One of the central arguments to my lawsuit against the state’s unconstitutional circulator registry and badging (SD Voice v. Noem II, heard last Monday by U.S. District Judge Charles Kornmann here in Aberdeen) is that the new law, scheduled to take effect next July, subjects South Dakotans who carry collect signatures for initiatives and referenda to harassment by opponents of their ballot questions. To testify to the reality of this harassment, we brought Miller Cannizzaro to the stand to talk about the harassment he faced while carrying petitions in Rapid City in 2015.

Cannizzaro helped circulate what became Initiated Measure 22, the 36% rate cap on payday lenders. Cannizzaro was a valuable circulator: working the sidewalks in downtown Rapid City, Cannizzaro said he was able to get a hundred signatures a day. That success made Cannizzaro a target for the professional political operatives brought into the state by the payday lending industry to stop the rate cap. Cannizzaro testified that employees of Encore Political Services began following him around Rapid City on September 8, 2015. As many as five “blockers” (that’s the professional term used in the petition business) would surround Cannizzaro and disrupt his efforts to speak with voters on the streets. They would shout over him, reach around him to place their own petition clipboards over his, and physically obstruct voters from approaching him.

Cannizzaro is not a big guy: he told Judge Kornmann that he’s 5’4″ and at the time weighed 125 pounds. (He’s bulked up a little since then working as an EMT in Wall.) Cannizzaro said the blockers were all bigger than him in at least one dimension, including one short guy who was “built like an ox” and another dude who was 6’6″. Cannizzaro said he felt “like a deer in a pack of wolves.” When Cannizzaro would sensibly leave the scene and try to find a different place to circulate, the blockers would track him down and surround him again within a few minutes. This constant harassment dropped Cannizzaro’s productivity from 100 signatures a day to no more than ten.

Cannizzaro said the blockers openly bragged about their work to him. They said they got paid a bonus for blocking him. They showed him the photos of him that were distributed among the blocking crew to help identify him on the street. Their job was to find and block Cannizzaro anytime he went out in public. Cannizzaro testified that the blockers showed up even when he went to the grocery store.

Complete the following:
**a)** Answer these from the account of Miller Cannizzaro's petition testimony, one line each:
(i) Which ballot measure did Cannizzaro help circulate?
(ii) On what date did Encore Political Services employees begin following him around Rapid City?
(iii) What job does Cannizzaro now hold, and in what town?
**b)** Carry on the account of Miller Cannizzaro's testimony about petition blockers, starting after its final sentence.

Material provided:
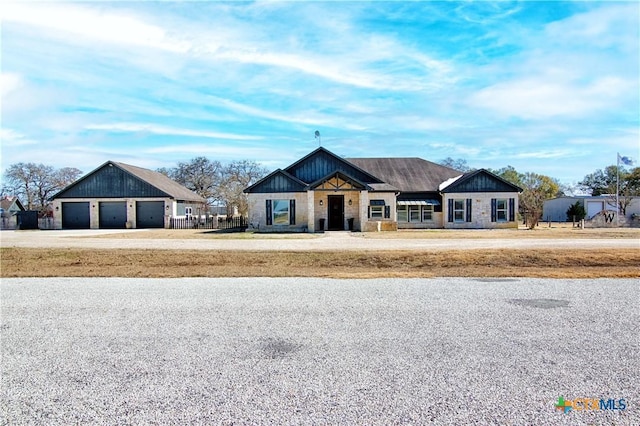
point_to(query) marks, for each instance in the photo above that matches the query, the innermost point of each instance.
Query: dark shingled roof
(162, 182)
(407, 174)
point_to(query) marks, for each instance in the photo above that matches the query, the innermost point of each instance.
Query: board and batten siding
(480, 211)
(111, 182)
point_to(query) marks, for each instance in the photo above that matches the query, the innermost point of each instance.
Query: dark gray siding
(278, 182)
(321, 163)
(112, 214)
(149, 214)
(481, 181)
(111, 182)
(75, 215)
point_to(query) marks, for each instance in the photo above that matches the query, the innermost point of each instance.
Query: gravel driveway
(317, 351)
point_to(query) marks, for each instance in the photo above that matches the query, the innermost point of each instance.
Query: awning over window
(418, 203)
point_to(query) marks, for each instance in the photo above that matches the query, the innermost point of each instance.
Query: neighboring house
(323, 191)
(9, 208)
(117, 195)
(555, 210)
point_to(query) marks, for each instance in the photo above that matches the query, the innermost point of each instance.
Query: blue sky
(547, 87)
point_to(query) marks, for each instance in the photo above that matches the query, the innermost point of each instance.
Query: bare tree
(36, 183)
(200, 175)
(238, 175)
(535, 190)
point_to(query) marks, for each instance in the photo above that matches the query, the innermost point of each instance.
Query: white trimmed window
(280, 212)
(501, 210)
(414, 213)
(458, 210)
(427, 213)
(402, 213)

Answers to each task:
**a)**
(i) Initiated Measure 22, the 36% rate cap on payday lenders.
(ii) September 8, 2015.
(iii) He works as an EMT in Wall.

**b)**
The harassment included lies about Cannizzaro’s work: the blockers would shout at potential signers that Cannizzaro worked for big banks (recall that the 36% rate cap was sponsored by a pastor and a coffee-shop owner and had a campaign budget far smaller than the millions of dollars payday lenders spent trying to disrupt the campaign). Cannizzaro also said the blockers would misrepresent their own petition (the fake 18% rate cap proposed by the payday lenders to confuse the voters and save their predatory industry) and brag about their own signature counts. Beyond the substance of the petitions, the blockers harassed Cannizzaro with homophobic comments, calling him a “faggot” and other slurs.

The blockers usually wore the purple t-shirts of another initiative campaign, the Marsy’s Law petition drive led by South Dakota Republican operative Jason Glodt. Cannizzaro said the blockers worked for both campaigns, and their purple shirts made them easy to spot. Cannizzaro said he became “terrified” of purple at the time and was on edge any time he spotted the distinctive purple shirts on the street. Cannizzaro also found a photo online of one of the blockers pointing firearms at the camera.

Cannizzaro felt so threatened that he purchased and carried a firearm during the remainder of the 2015 petition drive. He said he no longer owns that weapon. He sold it when he moved: “I didn’t think I would need it in Detroit.”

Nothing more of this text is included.